# Job 1
Duplicate the passage on fairies word for word, from "This image is" up to and including "new social mores.".
# Job 2
List the tropes that the passage on fairies says many fairy stories share with the mythological tales of the gods.

# Quoted passage
This sylvan divine aspect of the fairies is repeated again in the other of Shakespeare's plays that grapples, though very differently, with the faeries: The Merry Wives of Windsor. MWW is set in England, so the strong classical allusions of the MND fairies is lacking, here, but there is still a strong thread of connection  to lost and ancient gods, as the wives trick Falstaff into dressing as a stag and going into the forest, to meet them - then proceed to dress some of the people of the town as fairies to come and torment him. The Horned Man, or the Horned God, is an old remnant of the pre-Christian past of Western Europe (one that lives on today in many varieties, for instance, of neo-pagan faiths). The connection with fairies, here points to their position as fallen Gods of a sort. There's further evidence of this in the name of Queen Mab, in the (in)famous 'Queen Mab' speech that Mercutio offers up in Romeo and Juliet. Mab is probably derived from the Celtic Medb, or as its often transliterated, Maeve, the name of one of the great queens of the Tuatha de Danaan, the 'Gods and Fighting Men' of the Irish/Celtic mythological cycle.

The fairies, then, in England were not terrifically different from Gods - albeit fallen ones, now subservient to the power of Christianity. Many of the fairy stories we have, with a bit tweaking, ore almost indistinguishable from the mythological tales of the Gods of the Celts, the Scandinavians, or the Greeks, with many of the same tropes: descent into the underworld, rewards for virtue and punishment for vice, seduction of mortals by the immortals, rites of appeasement and sacrifice, etc.

But the question, of course, comes up - we DON'T think of the fairies now as being like Gods, really, whatsoever, short of a somewhat shaky connection to immortality, and a certain degree of magical power.  Fairies, in most of our modern ideas, do not live lives bigger than human lives, but rather paradoxically, smaller - literally as well as figuratively. The Elizabethan Age is when you begin to see this shift, from fairies as simply strange, unknowable semi-divines, to fairies as amusing, petty imitation of human life. One of Shakespeare's contemporaries, Michael Drayton, wrote  a narrative poem on this subject, entitled 'Nimphidia' (another interesting parallel to Greek myth), the outlines of which could live quite comfortably in the pages of Peter Pan, The Water Babies, or a Tinkerbell cartoon. In Nimphidia, the fairies are so small that ride in spacious coaches made of snail shells, pulled by gnats or flies:


The seat the soft wool of the bee, 
The cover, gallantly to see, 
The wing of a pied butterflee ; 
      I trow 't was simple trimming. 
The wheels composed of crickets' bones, 
And daintily made for the nonce, 
For fear of rattling on the stones 
      With thistle-down they shod it;


This image is not one of the strange old tales of fairies that can strike terror into the country man's heart - this is pure Disney. Much of the writing I've read on this subject seem to treat this decline of fairies from Gods to be worshipped to doll-like children's characters, feel uncomfortable with the shift - its often depicted as a debasement, where Christianity is the bad guy, and the fey are a noble old religion being shoehorned into irrelevance to make way for the One True God, or begin used as a tool to browbeat people into submission to new social mores.

# Records shown
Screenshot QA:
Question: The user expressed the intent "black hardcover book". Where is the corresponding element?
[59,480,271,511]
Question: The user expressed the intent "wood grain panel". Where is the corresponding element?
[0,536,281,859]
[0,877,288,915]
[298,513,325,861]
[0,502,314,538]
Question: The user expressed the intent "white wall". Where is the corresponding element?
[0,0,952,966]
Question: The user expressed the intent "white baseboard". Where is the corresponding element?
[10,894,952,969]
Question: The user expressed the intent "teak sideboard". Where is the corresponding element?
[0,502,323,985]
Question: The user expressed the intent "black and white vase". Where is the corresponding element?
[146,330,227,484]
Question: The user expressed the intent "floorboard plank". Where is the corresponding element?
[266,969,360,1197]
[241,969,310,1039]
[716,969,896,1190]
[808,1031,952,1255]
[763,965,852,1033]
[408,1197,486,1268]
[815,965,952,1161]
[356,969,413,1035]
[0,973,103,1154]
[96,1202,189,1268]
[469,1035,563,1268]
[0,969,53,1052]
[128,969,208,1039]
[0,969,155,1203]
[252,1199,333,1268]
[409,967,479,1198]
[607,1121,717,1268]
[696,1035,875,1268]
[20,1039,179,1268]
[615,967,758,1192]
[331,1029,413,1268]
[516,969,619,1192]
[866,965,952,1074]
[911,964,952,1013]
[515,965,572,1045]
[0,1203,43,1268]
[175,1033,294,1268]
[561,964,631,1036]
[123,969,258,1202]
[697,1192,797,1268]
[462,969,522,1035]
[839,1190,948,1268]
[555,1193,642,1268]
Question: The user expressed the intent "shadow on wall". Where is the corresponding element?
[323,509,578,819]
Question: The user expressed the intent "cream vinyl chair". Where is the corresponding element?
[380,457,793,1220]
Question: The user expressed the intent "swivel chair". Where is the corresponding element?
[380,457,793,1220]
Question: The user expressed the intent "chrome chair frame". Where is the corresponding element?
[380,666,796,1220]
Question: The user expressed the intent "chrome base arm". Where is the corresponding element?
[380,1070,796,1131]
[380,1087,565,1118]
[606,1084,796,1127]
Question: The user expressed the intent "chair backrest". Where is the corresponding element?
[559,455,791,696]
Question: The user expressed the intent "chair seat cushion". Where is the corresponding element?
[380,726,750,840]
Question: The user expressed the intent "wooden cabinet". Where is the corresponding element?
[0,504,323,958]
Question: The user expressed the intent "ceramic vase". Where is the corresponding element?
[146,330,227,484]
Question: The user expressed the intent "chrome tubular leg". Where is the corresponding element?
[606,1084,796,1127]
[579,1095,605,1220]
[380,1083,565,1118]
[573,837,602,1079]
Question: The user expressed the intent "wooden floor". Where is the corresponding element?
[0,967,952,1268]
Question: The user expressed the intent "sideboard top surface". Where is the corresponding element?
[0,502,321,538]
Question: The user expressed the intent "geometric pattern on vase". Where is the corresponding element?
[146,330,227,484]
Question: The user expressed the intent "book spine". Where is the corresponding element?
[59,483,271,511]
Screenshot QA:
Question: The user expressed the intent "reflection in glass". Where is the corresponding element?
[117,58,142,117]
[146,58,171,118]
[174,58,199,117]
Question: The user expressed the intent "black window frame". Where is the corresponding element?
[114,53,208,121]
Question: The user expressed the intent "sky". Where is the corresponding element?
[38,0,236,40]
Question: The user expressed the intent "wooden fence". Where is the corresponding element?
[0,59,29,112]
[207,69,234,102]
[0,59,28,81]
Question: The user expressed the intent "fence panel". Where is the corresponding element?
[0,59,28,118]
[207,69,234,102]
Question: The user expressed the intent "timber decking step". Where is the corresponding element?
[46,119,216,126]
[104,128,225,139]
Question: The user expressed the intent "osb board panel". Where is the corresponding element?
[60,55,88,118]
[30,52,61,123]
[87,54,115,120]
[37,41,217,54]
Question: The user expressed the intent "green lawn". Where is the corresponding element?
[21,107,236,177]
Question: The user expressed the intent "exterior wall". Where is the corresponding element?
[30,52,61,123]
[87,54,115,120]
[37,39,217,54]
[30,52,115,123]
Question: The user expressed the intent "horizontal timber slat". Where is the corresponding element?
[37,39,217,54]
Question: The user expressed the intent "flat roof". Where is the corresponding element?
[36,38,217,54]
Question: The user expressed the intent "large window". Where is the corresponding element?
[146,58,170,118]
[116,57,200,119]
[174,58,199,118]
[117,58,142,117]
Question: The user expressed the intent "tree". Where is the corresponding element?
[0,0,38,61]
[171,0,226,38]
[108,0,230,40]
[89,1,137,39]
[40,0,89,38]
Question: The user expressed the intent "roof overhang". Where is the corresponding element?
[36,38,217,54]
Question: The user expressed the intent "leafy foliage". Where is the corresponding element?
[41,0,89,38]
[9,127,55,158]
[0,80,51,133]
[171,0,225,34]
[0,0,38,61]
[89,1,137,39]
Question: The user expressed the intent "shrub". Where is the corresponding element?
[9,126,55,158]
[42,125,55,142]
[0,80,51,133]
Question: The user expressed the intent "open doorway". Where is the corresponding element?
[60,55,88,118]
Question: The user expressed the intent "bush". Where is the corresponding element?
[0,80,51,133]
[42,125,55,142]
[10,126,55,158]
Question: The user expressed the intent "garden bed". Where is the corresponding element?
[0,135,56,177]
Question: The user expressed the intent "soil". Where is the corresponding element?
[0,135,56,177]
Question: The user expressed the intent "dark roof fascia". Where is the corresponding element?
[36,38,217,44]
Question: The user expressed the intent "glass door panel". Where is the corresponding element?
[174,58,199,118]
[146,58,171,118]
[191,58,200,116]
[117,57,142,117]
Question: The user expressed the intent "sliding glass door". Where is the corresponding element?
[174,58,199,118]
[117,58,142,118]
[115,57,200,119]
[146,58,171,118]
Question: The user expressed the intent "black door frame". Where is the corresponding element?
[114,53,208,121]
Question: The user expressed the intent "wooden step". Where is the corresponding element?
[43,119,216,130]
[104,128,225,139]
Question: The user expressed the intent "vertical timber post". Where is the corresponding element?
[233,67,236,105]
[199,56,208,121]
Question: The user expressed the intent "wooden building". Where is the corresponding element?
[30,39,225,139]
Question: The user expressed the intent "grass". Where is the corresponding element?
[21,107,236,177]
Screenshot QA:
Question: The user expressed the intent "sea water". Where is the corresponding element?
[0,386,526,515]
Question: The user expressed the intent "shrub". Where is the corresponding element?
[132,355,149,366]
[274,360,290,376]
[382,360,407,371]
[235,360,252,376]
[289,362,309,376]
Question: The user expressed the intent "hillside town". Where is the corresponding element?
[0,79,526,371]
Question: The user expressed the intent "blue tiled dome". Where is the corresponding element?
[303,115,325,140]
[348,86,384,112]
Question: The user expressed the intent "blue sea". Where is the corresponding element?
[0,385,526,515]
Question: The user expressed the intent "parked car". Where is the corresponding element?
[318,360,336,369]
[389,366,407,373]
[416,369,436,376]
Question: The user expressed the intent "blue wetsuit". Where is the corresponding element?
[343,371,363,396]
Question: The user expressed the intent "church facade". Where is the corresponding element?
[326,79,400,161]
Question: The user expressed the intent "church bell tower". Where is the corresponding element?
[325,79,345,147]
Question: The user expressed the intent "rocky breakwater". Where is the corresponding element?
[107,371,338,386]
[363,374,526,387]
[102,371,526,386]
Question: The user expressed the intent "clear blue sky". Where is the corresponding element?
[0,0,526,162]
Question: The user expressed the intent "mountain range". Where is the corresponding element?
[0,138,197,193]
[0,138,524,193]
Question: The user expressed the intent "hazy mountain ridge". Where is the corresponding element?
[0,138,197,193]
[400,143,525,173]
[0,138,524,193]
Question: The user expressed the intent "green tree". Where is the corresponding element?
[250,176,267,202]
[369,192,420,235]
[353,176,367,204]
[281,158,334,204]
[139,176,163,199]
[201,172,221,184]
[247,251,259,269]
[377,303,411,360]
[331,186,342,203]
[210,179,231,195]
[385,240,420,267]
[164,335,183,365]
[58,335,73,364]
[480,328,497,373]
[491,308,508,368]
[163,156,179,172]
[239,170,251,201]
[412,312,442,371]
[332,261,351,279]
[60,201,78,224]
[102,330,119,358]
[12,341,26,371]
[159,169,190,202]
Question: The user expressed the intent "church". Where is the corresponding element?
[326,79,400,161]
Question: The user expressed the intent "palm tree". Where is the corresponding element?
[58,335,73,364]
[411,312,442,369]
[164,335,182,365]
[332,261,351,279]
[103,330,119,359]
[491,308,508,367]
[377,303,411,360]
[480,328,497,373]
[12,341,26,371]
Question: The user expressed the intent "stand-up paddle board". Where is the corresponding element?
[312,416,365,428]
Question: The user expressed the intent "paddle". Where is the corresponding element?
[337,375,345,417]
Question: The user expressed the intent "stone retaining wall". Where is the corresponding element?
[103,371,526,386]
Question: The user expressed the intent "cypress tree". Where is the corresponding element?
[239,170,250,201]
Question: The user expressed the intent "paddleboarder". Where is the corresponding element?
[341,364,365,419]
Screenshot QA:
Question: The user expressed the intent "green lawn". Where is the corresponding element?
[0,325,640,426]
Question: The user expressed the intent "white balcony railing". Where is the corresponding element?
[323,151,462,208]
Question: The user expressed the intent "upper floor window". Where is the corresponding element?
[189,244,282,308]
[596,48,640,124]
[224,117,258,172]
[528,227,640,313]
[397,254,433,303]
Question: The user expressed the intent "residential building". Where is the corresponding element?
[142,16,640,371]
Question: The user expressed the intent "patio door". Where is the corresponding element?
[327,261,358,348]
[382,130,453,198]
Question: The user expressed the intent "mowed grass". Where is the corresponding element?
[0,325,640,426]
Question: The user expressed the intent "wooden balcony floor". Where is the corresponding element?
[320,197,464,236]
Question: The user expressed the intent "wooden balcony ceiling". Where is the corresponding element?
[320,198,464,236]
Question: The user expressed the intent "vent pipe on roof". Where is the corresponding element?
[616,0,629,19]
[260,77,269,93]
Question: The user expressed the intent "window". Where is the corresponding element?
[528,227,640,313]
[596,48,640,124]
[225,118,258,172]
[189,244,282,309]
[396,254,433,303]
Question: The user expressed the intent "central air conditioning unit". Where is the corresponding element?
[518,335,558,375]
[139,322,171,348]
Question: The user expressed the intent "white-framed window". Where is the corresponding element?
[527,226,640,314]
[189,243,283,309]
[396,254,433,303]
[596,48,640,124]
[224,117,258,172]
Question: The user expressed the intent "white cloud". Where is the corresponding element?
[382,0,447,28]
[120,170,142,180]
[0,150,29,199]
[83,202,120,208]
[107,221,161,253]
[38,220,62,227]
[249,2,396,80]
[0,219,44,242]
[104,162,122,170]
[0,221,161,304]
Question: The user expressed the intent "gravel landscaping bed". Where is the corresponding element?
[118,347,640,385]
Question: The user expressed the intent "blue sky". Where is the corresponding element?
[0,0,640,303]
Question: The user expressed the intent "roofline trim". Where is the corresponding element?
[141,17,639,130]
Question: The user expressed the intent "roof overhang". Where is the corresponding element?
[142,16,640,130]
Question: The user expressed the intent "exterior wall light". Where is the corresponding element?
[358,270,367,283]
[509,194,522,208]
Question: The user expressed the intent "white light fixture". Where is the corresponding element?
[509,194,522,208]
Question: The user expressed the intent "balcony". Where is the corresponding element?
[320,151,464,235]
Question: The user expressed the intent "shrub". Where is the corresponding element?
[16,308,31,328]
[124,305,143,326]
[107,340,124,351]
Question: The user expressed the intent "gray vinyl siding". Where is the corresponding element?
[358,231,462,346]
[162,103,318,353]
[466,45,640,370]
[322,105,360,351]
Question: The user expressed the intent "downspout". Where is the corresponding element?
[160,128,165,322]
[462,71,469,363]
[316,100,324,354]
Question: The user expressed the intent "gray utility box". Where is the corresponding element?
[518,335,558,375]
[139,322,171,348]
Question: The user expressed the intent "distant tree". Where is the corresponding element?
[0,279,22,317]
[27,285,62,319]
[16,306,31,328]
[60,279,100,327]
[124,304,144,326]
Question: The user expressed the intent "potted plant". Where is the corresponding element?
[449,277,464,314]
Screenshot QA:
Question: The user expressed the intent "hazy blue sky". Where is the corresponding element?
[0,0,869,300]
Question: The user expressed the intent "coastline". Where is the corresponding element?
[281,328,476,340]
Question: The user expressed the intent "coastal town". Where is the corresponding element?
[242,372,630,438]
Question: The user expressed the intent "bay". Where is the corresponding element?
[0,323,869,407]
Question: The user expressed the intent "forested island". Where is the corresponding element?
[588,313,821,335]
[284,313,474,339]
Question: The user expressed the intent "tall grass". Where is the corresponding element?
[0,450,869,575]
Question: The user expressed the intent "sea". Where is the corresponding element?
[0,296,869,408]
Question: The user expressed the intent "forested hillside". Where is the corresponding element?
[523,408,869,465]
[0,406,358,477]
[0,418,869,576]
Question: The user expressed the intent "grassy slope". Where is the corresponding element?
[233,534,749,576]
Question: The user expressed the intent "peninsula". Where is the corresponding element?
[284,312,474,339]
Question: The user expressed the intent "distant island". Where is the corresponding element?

# Exercise response 1
This image is not one of the strange old tales of fairies that can strike terror into the country man's heart - this is pure Disney. Much of the writing I've read on this subject seem to treat this decline of fairies from Gods to be worshipped to doll-like children's characters, feel uncomfortable with the shift - its often depicted as a debasement, where Christianity is the bad guy, and the fey are a noble old religion being shoehorned into irrelevance to make way for the One True God, or begin used as a tool to browbeat people into submission to new social mores.

# Exercise response 2
- descent into the underworld
- rewards for virtue and punishment for vice
- seduction of mortals by the immortals
- rites of appeasement and sacrifice